→ **TASK**: Write the records from the line containing "Find the landing" through the line containing "left=446, top=143, right=488, bottom=204", inclusive, as a two-column CSV with the columns instruction and bounding_box. Use one row per record, with its text and its answer each in a single quoted field and line breaks replaced by spaces.
--------------------------------
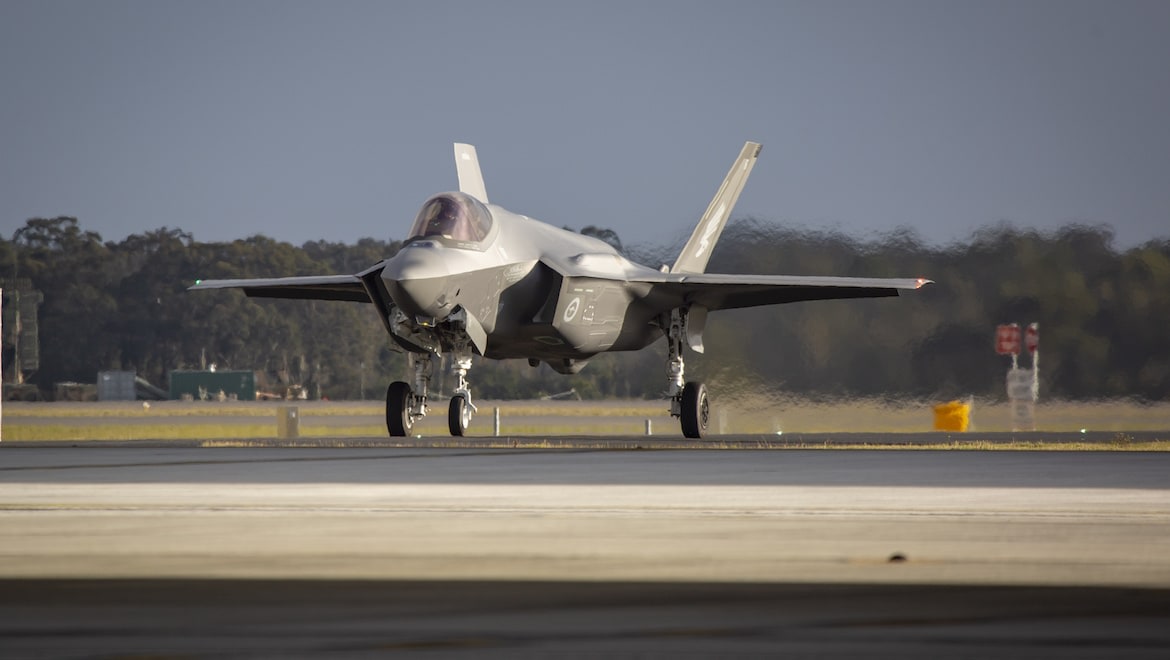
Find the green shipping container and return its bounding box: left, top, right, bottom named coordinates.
left=171, top=371, right=256, bottom=401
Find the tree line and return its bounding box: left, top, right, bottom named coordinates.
left=0, top=216, right=1170, bottom=400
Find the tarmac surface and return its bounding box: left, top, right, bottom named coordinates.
left=0, top=444, right=1170, bottom=659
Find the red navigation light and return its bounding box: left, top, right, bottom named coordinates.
left=996, top=323, right=1020, bottom=356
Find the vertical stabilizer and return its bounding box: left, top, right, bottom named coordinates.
left=670, top=142, right=763, bottom=273
left=455, top=143, right=488, bottom=204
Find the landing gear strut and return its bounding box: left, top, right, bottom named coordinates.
left=447, top=346, right=475, bottom=436
left=666, top=309, right=711, bottom=439
left=386, top=345, right=476, bottom=438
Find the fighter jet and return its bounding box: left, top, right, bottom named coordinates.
left=191, top=142, right=929, bottom=438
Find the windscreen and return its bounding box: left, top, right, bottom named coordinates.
left=411, top=192, right=491, bottom=243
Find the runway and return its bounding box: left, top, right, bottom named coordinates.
left=0, top=445, right=1170, bottom=658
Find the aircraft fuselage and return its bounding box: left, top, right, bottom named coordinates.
left=378, top=197, right=662, bottom=366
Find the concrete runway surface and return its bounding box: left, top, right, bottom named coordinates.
left=0, top=445, right=1170, bottom=659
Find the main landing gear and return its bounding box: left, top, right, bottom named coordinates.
left=666, top=309, right=711, bottom=439
left=386, top=348, right=476, bottom=438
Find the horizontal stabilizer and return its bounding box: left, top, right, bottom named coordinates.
left=187, top=275, right=372, bottom=302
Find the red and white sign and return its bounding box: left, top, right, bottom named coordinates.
left=1024, top=323, right=1040, bottom=353
left=996, top=323, right=1020, bottom=356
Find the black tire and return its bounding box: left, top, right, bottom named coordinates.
left=680, top=381, right=711, bottom=438
left=386, top=380, right=414, bottom=438
left=447, top=397, right=472, bottom=436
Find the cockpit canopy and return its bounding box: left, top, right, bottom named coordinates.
left=411, top=192, right=491, bottom=243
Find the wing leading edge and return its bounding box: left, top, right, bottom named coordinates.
left=636, top=273, right=930, bottom=311
left=187, top=275, right=373, bottom=302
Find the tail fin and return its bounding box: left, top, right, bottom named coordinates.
left=670, top=142, right=763, bottom=273
left=446, top=143, right=488, bottom=204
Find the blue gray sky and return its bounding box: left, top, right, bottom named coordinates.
--------------------------------
→ **EXPECTED ANSWER**:
instruction,bounding_box
"Find the landing gear strut and return its bounding box: left, top, right, bottom named coordinates.","left=447, top=346, right=475, bottom=436 left=666, top=309, right=711, bottom=439 left=386, top=345, right=476, bottom=438"
"Find the fighter jet and return its bounding box: left, top, right, bottom named coordinates.","left=191, top=142, right=929, bottom=438"
"Find the windscreen and return its bounding box: left, top, right, bottom named coordinates.","left=411, top=192, right=491, bottom=243"
"Find the runway and return its bounding box: left, top, right, bottom named coordinates.","left=0, top=445, right=1170, bottom=658"
"Find the aircraft fuselage and return its bounding box: left, top, right, bottom named coordinates.","left=378, top=197, right=662, bottom=366"
"Find the concrete runway surface and return its bounding box: left, top, right, bottom named coordinates.","left=0, top=445, right=1170, bottom=659"
"Find the main landing gear and return its bounding box: left, top, right, bottom named coordinates.","left=666, top=309, right=711, bottom=439 left=386, top=348, right=476, bottom=438"
"Find the horizontal stabilizer and return its bounding box: left, top, right, bottom named coordinates.","left=187, top=275, right=372, bottom=302"
"Find the red and white sign and return its bounding box: left, top, right, bottom named coordinates.","left=1024, top=323, right=1040, bottom=353 left=996, top=323, right=1020, bottom=356"
"Find the black tire and return its bounding box: left, top, right, bottom named coordinates.","left=680, top=381, right=711, bottom=438 left=386, top=380, right=414, bottom=438 left=447, top=397, right=472, bottom=436"
"Find the cockpit canopy and return its bounding box: left, top, right, bottom named coordinates.","left=411, top=192, right=491, bottom=243"
"Find the wing leading edge and return its bounding box: left, top, right, bottom named coordinates.","left=636, top=273, right=930, bottom=311 left=187, top=275, right=373, bottom=302"
"Find the tail fin and return its bounding box: left, top, right, bottom named coordinates.","left=670, top=142, right=763, bottom=273 left=446, top=143, right=488, bottom=204"